● **Task instructions**
Where the line containing "Each returned point MUST lie on the matching balloon" appears below, begin there and reproduce each line exactly through the last one, omitting pictures.

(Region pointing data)
........
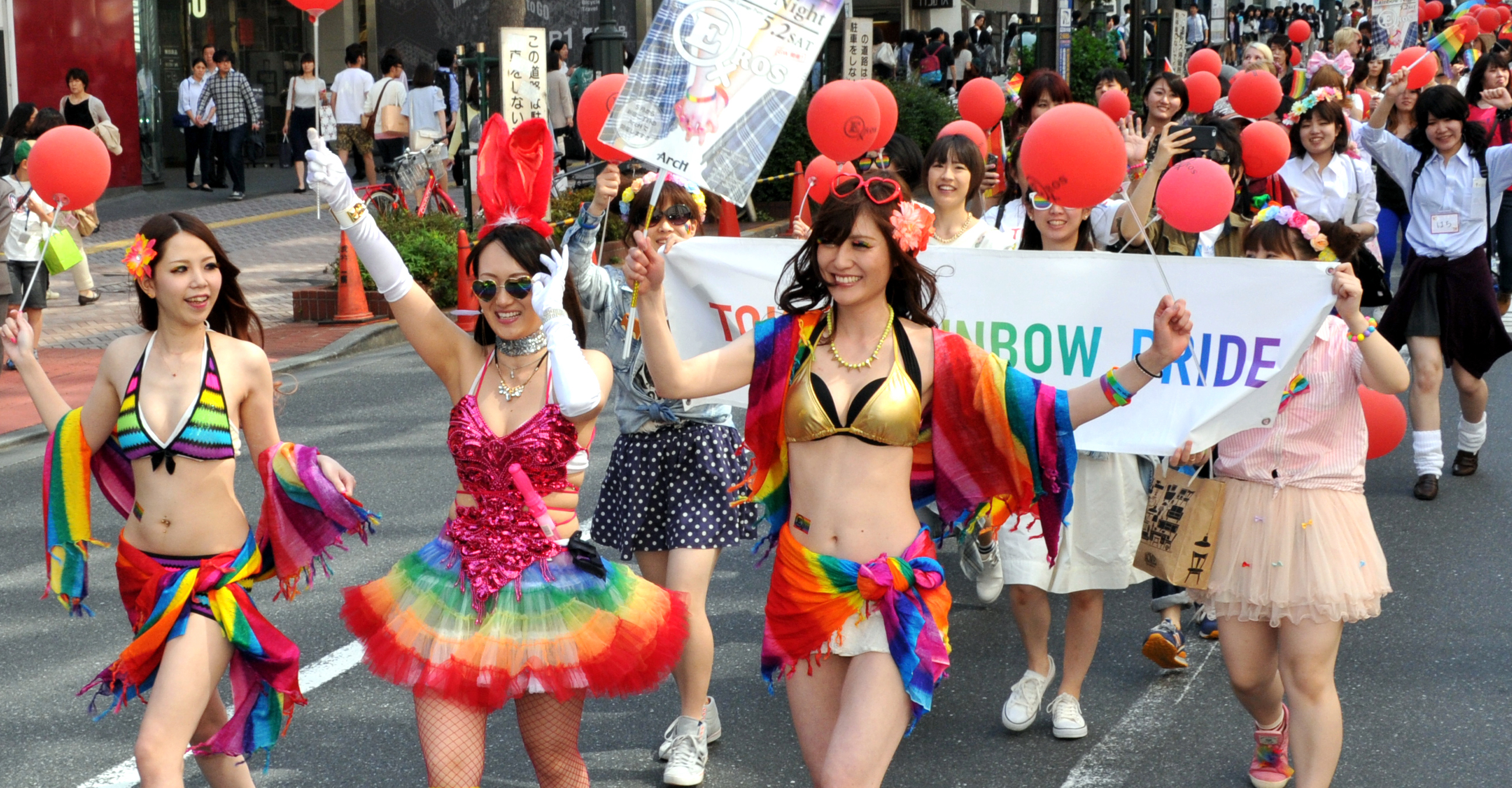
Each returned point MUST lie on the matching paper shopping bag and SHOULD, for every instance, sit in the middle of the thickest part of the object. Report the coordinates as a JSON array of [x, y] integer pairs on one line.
[[1181, 528]]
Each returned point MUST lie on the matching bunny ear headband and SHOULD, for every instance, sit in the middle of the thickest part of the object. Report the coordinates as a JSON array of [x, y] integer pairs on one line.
[[514, 173]]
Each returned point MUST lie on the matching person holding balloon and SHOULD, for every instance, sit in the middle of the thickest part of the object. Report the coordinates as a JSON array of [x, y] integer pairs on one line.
[[1299, 554], [1444, 309], [857, 614], [667, 495]]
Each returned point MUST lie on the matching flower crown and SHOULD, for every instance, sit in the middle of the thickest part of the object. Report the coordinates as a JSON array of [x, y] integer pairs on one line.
[[140, 258], [672, 177], [1300, 223], [1305, 105]]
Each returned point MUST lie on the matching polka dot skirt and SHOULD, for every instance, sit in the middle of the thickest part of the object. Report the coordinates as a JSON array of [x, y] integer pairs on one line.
[[670, 489]]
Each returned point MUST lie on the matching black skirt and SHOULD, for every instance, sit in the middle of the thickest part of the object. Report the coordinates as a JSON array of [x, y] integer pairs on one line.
[[1467, 323]]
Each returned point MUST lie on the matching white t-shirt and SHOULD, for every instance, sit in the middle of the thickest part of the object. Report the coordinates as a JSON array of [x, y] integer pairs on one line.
[[351, 91]]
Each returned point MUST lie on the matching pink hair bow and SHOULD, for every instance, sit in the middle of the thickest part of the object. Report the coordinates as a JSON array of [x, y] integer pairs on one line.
[[1343, 64]]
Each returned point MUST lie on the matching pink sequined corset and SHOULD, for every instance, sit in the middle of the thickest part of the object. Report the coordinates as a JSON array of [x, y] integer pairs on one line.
[[498, 539]]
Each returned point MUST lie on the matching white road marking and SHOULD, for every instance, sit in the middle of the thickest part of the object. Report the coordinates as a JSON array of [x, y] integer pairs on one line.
[[324, 669], [1107, 764]]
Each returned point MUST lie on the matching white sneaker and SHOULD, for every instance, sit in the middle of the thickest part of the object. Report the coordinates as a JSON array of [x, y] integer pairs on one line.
[[1065, 715], [1023, 707], [711, 726], [687, 754]]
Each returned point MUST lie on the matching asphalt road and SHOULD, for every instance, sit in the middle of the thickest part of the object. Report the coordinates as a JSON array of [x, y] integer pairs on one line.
[[1426, 687]]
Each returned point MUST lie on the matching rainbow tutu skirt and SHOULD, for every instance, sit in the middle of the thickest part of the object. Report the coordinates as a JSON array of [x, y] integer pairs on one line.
[[566, 634]]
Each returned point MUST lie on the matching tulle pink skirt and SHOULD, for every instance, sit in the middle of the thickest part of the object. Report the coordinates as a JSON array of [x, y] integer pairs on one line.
[[1298, 555]]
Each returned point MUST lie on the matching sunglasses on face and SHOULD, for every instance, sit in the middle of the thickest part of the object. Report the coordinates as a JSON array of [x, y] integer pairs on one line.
[[517, 288]]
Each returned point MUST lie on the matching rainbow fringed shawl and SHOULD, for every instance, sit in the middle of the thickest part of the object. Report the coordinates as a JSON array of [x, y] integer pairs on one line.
[[303, 518], [995, 442]]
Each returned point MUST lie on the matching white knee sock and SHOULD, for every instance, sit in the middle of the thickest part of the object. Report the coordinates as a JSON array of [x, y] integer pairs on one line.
[[1472, 436], [1428, 453]]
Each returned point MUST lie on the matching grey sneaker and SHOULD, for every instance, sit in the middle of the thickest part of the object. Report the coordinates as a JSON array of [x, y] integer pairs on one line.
[[1021, 708], [689, 752], [711, 725]]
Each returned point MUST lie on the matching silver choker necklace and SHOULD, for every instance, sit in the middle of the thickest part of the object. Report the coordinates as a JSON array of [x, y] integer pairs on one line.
[[520, 347]]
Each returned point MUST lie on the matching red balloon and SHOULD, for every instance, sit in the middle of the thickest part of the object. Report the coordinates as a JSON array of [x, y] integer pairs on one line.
[[1074, 154], [888, 106], [1203, 91], [1386, 423], [1206, 59], [1266, 149], [970, 131], [1256, 94], [69, 167], [1195, 196], [844, 120], [982, 102], [822, 176], [1115, 105], [1423, 70], [593, 110]]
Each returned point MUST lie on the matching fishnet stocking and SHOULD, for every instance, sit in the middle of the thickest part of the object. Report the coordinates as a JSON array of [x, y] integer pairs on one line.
[[453, 738], [549, 731]]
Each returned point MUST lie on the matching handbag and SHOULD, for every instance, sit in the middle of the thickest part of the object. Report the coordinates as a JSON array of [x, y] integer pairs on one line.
[[1181, 528]]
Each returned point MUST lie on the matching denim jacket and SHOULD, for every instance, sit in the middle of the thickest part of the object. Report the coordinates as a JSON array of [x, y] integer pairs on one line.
[[605, 296]]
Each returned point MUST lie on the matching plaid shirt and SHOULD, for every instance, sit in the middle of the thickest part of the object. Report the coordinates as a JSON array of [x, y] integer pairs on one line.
[[233, 98]]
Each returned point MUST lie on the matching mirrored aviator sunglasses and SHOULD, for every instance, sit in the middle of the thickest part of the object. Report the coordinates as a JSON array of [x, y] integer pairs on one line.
[[880, 191], [517, 288]]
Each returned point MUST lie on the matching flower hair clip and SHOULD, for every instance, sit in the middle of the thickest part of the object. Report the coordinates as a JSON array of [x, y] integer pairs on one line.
[[912, 227], [140, 258]]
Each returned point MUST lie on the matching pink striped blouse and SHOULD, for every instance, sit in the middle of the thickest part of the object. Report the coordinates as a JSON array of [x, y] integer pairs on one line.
[[1319, 439]]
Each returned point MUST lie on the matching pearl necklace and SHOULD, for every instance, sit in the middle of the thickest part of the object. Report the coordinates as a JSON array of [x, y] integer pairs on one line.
[[835, 350]]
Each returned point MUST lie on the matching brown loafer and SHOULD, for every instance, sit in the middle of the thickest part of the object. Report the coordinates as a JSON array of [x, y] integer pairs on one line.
[[1426, 489]]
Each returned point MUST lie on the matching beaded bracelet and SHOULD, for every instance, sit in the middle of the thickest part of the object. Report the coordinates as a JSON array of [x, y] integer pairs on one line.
[[1115, 391], [1370, 329]]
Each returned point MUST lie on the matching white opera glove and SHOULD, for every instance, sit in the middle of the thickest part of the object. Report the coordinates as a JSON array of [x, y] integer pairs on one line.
[[327, 176], [573, 382]]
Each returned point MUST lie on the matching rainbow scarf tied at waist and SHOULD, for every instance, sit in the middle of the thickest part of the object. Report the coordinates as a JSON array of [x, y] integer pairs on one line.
[[265, 666], [995, 442], [814, 595]]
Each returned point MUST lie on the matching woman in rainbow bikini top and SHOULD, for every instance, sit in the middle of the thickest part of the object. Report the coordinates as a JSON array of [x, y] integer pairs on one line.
[[857, 614]]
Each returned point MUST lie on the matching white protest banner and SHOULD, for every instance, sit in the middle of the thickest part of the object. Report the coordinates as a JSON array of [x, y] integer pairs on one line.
[[1066, 319], [524, 64], [713, 85]]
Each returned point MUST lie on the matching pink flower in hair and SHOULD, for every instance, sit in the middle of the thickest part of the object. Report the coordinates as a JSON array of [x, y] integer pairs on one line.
[[912, 227]]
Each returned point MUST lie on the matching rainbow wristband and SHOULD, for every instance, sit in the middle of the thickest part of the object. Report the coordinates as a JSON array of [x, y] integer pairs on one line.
[[1115, 391], [1370, 329]]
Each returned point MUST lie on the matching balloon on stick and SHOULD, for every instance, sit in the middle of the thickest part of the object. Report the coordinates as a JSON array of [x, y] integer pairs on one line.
[[593, 110], [844, 120], [1074, 154]]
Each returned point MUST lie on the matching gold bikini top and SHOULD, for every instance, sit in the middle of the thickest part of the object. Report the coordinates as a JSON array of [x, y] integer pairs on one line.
[[886, 412]]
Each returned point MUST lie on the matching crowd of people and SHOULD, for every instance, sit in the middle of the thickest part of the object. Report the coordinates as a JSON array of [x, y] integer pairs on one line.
[[510, 601]]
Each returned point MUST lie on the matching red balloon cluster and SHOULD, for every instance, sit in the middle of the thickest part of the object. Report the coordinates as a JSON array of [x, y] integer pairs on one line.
[[1266, 149], [844, 120], [1423, 69], [1203, 91], [1256, 94], [1206, 61], [1074, 154], [69, 167], [1115, 105], [593, 110], [982, 102]]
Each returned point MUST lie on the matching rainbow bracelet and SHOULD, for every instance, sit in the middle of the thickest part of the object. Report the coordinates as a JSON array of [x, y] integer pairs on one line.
[[1370, 329], [1115, 391]]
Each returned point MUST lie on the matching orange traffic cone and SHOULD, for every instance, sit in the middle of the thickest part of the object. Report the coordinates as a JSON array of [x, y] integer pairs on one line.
[[351, 300], [466, 301]]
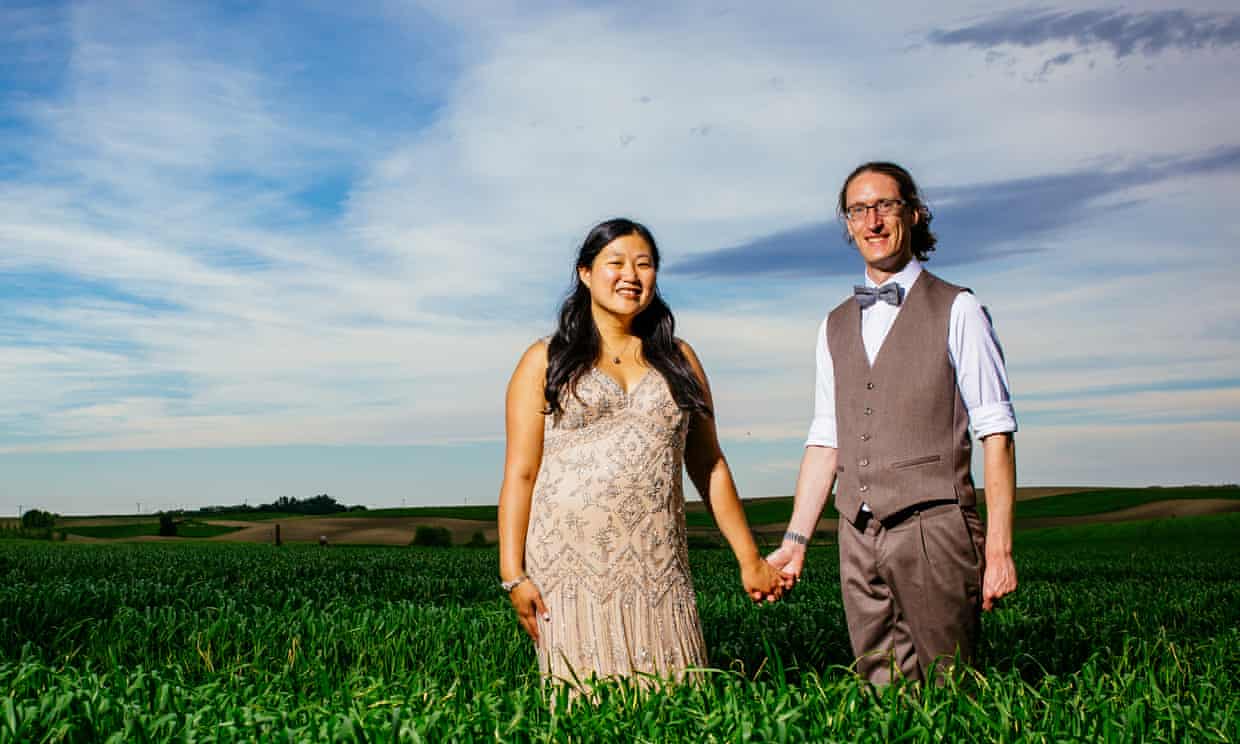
........
● **Your response**
Each returned point MUST lie on the matching balloon on stick and SHOULD, for every instance, sit in the middle of the thickest part of the object. Report the coordinates as a JSON array of [x, y] integer pairs on one line.
[[593, 110], [844, 120], [1074, 154]]
Each returned point MUST lie on the matching gold bikini top and SHOULD, for every instance, sit in the middle of the thickest part of the object. Report the coordinates as a JSON array of [x, y] integer pairs on one line.
[[886, 412]]
Each returned point MUST lie on the matching crowd of people and SHOULD, for every instance, sit in the middle of the thickest part of the object. Report the coordinates as a JSON array of [x, y] integer pairs on one line.
[[510, 601]]
Each returned point MUST lie on the matching red balloon cluster and SHOULD, for every instance, sit in the middle of the thickest part of the object. Report the coordinates as a JSON array of [x, y] integer pairs on one line.
[[1266, 149], [844, 120], [1423, 69], [1203, 91], [1256, 94], [1206, 61], [1074, 154], [69, 167], [1115, 105], [593, 110], [982, 102]]
Each returned point MUST lie on the matching rainbow bracelet and SHOULD, for every instance, sit in the middle of the thickest part of the object. Report the coordinates as a JSON array of [x, y] integer pairs on one line.
[[1370, 329], [1115, 391]]
Each returned point MUST lie on the matching orange traffic cone and SHOULD, for every instance, sit in the middle of the thickest part of the object. Report the coordinates as a JSON array of [x, y] integer pairs on one line.
[[351, 300], [466, 301]]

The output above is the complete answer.